Referring expression data
Content starts
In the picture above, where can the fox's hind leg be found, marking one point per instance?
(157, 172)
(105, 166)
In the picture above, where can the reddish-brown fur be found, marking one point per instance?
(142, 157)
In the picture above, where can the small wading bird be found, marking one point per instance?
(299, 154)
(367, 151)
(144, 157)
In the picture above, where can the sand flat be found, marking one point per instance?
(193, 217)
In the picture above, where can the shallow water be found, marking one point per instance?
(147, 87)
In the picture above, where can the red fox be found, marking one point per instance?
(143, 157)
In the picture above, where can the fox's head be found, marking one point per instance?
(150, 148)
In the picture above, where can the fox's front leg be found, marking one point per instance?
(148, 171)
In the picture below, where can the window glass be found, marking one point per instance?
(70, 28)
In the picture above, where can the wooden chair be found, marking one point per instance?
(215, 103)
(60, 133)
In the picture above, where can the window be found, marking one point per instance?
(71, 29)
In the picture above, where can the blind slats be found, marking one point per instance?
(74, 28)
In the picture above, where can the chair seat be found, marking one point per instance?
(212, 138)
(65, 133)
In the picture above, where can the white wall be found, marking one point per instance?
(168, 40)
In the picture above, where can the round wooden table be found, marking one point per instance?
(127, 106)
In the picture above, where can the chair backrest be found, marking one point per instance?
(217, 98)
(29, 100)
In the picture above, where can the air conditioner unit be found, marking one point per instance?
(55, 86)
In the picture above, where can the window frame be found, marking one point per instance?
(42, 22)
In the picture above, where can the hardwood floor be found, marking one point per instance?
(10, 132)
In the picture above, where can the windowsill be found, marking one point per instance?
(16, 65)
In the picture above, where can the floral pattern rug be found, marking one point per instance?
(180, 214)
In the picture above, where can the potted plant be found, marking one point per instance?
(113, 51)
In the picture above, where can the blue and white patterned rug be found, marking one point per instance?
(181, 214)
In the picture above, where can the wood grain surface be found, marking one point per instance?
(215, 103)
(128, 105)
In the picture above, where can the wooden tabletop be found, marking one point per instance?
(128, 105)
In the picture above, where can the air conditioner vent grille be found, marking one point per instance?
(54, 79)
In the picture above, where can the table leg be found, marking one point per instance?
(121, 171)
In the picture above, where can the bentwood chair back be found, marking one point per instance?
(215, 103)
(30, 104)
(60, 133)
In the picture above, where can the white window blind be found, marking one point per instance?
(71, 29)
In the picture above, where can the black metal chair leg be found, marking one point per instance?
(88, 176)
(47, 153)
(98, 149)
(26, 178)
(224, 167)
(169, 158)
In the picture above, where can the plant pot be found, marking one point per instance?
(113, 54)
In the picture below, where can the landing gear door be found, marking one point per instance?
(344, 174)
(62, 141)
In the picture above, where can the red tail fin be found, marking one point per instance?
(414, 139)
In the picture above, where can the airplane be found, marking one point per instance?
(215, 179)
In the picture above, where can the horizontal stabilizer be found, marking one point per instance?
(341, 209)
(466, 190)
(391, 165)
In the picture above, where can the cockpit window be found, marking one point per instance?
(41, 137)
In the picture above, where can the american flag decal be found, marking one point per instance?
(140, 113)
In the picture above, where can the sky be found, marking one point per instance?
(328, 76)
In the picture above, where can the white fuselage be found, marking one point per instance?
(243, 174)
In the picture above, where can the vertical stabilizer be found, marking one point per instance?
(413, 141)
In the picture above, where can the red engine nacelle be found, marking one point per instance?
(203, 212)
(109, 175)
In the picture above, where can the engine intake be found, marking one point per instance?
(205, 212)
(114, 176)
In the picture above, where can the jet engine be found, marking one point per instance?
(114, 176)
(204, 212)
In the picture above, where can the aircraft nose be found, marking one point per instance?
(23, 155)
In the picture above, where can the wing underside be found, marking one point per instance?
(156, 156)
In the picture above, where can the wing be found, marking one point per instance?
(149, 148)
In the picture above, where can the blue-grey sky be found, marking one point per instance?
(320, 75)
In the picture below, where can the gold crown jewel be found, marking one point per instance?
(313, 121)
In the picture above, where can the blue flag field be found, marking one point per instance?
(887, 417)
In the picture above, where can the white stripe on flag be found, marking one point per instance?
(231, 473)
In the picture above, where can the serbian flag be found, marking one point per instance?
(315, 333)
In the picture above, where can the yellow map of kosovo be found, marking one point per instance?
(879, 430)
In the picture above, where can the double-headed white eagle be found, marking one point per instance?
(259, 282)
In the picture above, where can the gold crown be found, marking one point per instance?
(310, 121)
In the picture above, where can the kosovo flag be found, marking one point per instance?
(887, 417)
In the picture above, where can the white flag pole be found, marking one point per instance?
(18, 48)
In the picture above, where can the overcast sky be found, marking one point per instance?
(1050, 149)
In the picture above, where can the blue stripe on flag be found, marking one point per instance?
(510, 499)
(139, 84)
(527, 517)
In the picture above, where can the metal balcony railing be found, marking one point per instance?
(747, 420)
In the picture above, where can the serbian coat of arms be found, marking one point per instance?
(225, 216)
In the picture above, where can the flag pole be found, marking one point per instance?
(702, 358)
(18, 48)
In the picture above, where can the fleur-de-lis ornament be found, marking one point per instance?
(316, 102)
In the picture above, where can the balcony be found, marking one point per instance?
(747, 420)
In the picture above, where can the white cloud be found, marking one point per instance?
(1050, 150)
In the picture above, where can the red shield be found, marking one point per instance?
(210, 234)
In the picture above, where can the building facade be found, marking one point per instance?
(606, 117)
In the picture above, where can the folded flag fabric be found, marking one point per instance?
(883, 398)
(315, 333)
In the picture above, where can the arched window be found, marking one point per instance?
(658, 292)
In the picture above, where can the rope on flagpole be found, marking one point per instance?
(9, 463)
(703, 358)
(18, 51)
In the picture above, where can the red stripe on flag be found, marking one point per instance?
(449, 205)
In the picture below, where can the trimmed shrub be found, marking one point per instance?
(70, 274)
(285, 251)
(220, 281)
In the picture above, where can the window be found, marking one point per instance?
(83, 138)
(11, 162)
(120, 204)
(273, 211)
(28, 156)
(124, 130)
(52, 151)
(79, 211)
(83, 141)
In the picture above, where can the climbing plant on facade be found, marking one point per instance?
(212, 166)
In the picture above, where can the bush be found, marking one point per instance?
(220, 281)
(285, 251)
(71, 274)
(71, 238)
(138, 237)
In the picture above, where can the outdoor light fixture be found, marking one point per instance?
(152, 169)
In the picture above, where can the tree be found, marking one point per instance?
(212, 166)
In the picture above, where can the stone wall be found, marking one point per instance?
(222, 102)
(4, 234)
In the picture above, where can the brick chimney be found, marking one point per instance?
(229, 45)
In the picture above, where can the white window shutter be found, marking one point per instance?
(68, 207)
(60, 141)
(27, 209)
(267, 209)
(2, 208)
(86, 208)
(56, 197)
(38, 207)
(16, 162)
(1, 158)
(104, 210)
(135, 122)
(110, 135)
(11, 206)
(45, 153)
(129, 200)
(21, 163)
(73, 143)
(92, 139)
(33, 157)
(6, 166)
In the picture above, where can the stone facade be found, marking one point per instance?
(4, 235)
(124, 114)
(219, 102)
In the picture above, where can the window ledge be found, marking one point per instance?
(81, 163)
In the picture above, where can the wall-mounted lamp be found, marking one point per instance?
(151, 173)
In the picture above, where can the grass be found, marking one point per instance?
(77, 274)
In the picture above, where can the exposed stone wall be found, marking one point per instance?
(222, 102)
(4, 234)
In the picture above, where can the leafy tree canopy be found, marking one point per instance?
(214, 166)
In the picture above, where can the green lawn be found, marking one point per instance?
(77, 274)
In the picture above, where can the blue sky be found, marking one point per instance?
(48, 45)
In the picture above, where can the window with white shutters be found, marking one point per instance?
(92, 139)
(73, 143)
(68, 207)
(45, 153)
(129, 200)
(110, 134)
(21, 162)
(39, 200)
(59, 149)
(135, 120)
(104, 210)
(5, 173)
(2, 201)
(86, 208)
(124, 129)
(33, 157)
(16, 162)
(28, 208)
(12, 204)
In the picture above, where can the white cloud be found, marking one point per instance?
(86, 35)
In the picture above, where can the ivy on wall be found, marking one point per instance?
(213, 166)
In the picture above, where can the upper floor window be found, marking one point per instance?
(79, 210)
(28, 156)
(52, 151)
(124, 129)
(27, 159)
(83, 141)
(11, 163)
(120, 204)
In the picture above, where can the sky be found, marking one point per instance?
Content ends
## EXERCISE DIRECTIONS
Repeat, without change, each line of the data above from the one that contains "In the picture above, where can the wall-mounted" through the final line, counting both.

## ANSWER SECTION
In the picture above, where can the wall-mounted lamp be found, marking one point per instance?
(151, 173)
In the picture above, where can the grass be found, marking one point per instance?
(77, 274)
In the picture above, where can the exposed stone wall be found, marking one point per instance?
(222, 102)
(4, 234)
In the picture above, where can the leafy tree canopy be found, marking one point per instance?
(214, 166)
In the picture above, where can the green lawn be found, marking one point per instance?
(77, 274)
In the picture above, where can the blue sky be found, marking one point per instance?
(48, 45)
In the picture above, where can the window with white shutters be found, marking one point per instance?
(92, 139)
(73, 143)
(68, 207)
(45, 153)
(129, 200)
(110, 134)
(21, 162)
(39, 200)
(59, 149)
(135, 120)
(104, 210)
(5, 173)
(2, 201)
(86, 208)
(124, 129)
(33, 157)
(16, 162)
(28, 208)
(12, 204)
In the picture above, where can the white cloud be found, marking one point per instance?
(86, 35)
In the picture above, where can the ivy on wall be found, marking one point per instance?
(213, 166)
In the picture above, where can the upper floor window be found, marking one point per instance?
(79, 210)
(28, 156)
(52, 151)
(124, 129)
(27, 159)
(83, 141)
(11, 163)
(120, 204)
In the picture above, where can the sky be found, marking one point per instance?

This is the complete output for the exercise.